▶ **Source document**
-*-*-

Donated Pickleball Equipment is Changing Lives at This California Prison
Redemption Serve donated $3,500 worth of equipment to Mule Creek State Prison, helping expand the program there and foster better relationships between the incarcerated and staff.
By Stephen Hunt - Red Line Editorial
California’s Mule Creek State Prison (MCSP) started a pickleball program in March 2023, and over Labor Day Weekend, the facility hosted its first tournament.
The event was so successful that MCSP wanted to start a league. However, with so much pickleball being played there, the prison faced an equipment shortage, down to its last four wooden paddles and final three balls.
Up stepped Redemption Serve, an organization focused on building relationships between outside communities and the incarcerated through pickleball, which donated $3,500 worth of equipment in September 2023.
The dividends were immediate.
The donated equipment has resulted in more participants in MCSP’s pickleball program, which is spearheaded by “Nemo,” an incarcerated person known as the pickleball commissioner. Nemo collaborates with Andrew Scholl, MCSP’s recreation coordinator, to organize new pickleball events. The new equipment has allowed MCSP to offer more leagues and tournaments, which in turn has helped foster better relationships between the incarcerated and the staff.
“This simple act of kindness has injected another level of enthusiasm,” said “Cameron,” an inmate at MCSP. “We can’t believe people cared enough about us to donate pickleball equipment. This kindness from all those involved really makes a difference. We will use the equipment most enthusiastically.”
Leading Redemption Serve is Mimi Loucks, a former collegiate and professional tennis player. Loucks recently retired as a teaching professional at Balboa Tennis Club in San Diego and started playing pickleball. She’d also discovered an unrealized passion.
“Over the past three years, I have been diving into criminal justice reform,” she said. “I got into the Prison Journalism Project (which empowers incarcerated journalists to have a voice in criminal justice reform) and became aware of a community, the prison community. Seeing the injustices that this community faces, it brought out a passion in me I never even knew I had.
“There can’t be change unless we can bring awareness to what is happening in there, and also being able to rehabilitate these people will prepare them when they are released back to society. There are so many things it gets me passionate about, like being able to change society, the world and so many lives.”

-*-*-

▶ **Given data**
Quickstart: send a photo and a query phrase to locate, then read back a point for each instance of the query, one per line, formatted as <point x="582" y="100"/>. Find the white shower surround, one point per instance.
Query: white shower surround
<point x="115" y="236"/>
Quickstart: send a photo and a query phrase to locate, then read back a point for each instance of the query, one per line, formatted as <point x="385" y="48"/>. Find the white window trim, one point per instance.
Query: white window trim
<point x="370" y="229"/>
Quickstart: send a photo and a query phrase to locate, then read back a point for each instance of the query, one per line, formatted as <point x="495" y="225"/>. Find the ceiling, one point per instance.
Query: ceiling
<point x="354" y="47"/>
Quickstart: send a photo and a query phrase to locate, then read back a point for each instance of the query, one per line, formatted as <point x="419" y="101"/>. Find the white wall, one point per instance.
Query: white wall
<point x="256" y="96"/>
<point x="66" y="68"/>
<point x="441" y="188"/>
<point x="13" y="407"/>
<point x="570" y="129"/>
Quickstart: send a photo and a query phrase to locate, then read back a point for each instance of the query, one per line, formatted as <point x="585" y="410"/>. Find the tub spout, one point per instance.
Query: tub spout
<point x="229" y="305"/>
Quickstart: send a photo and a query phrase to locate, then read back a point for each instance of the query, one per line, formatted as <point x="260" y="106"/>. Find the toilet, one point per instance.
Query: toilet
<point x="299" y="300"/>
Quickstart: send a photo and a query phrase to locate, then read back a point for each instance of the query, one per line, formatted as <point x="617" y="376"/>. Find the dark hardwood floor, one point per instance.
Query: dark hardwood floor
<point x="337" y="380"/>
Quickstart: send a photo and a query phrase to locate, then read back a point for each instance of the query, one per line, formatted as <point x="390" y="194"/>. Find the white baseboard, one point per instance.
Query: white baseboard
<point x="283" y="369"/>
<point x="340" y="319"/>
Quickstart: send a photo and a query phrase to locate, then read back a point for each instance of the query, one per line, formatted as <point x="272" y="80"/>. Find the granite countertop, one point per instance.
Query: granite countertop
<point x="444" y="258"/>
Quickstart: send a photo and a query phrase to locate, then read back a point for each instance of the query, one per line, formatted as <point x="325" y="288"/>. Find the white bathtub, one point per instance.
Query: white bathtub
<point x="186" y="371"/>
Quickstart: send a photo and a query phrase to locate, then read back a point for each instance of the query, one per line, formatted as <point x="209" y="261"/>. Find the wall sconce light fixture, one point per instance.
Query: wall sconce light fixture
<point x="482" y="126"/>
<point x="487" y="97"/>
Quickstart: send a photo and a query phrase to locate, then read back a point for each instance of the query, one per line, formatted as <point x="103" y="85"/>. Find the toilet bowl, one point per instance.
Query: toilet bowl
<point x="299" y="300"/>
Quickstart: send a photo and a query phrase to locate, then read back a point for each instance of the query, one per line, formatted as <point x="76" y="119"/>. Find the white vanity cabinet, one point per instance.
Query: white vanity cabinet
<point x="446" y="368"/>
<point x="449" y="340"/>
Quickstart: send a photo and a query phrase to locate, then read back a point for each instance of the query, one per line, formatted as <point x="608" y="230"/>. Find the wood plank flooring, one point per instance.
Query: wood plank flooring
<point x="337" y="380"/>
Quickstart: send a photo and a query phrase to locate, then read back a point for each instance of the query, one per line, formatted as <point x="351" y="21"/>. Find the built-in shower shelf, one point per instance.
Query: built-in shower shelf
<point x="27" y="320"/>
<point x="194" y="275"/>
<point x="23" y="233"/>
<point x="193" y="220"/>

-*-*-

▶ **Required work**
a – According to the article on pickleball at Mule Creek State Prison, who is the recreation coordinator that works with "Nemo" to organize new pickleball events?
b – Extend the article about pickleball at Mule Creek State Prison, picking up right after its final paragraph.

▶ **Expected outputs**
a – Andrew Scholl

b –
To make an impact, Loucks asked contacts from the tennis community now playing pickleball if they would be interested in donating equipment. Their response was immediate and overwhelmingly positive.
“It was so heartwarming. I only asked two contacts involved in pickleball,” she said. “They were like, ‘What can we do? I had no idea this was happening on the inside.’
“That’s the type of reaction I’m looking for, for people to know what’s happening and know they want to help make a change. It’s such an easy thing to do, to donate and show them (the incarcerated) they’re loved.”
Loucks has witnessed firsthand the transformative power of pickleball at MCSP, where the sport is one part of the Norwegian model of rehabilitation adopted by the California Department of Corrections, which aims to emphasize rehabilitation and treat inmates with dignity.
“The feedback I’ve received is they can control their shots and have more feel (with the new paddles),” Loucks said. “Since I have a tennis background, it’s like playing with a wood racquet and trying to play with that type of paddle now. Now that they have the up-to-date technology of paddles, it’s really elevated their game. They’re really into it.”
But what makes pickleball such an ideal vehicle for positive social change? Well, the same reasons why the sport appeals to so many.
“Because of my tennis background, it was an easy transition. Pickleball is an easy sport to pick up,” Loucks said. “There are many benefits of the sport. (It appeals to players) at any skill level, socioeconomic level, pickleball can bring in so many more people to play than a lot of other sports, and it’s so social.”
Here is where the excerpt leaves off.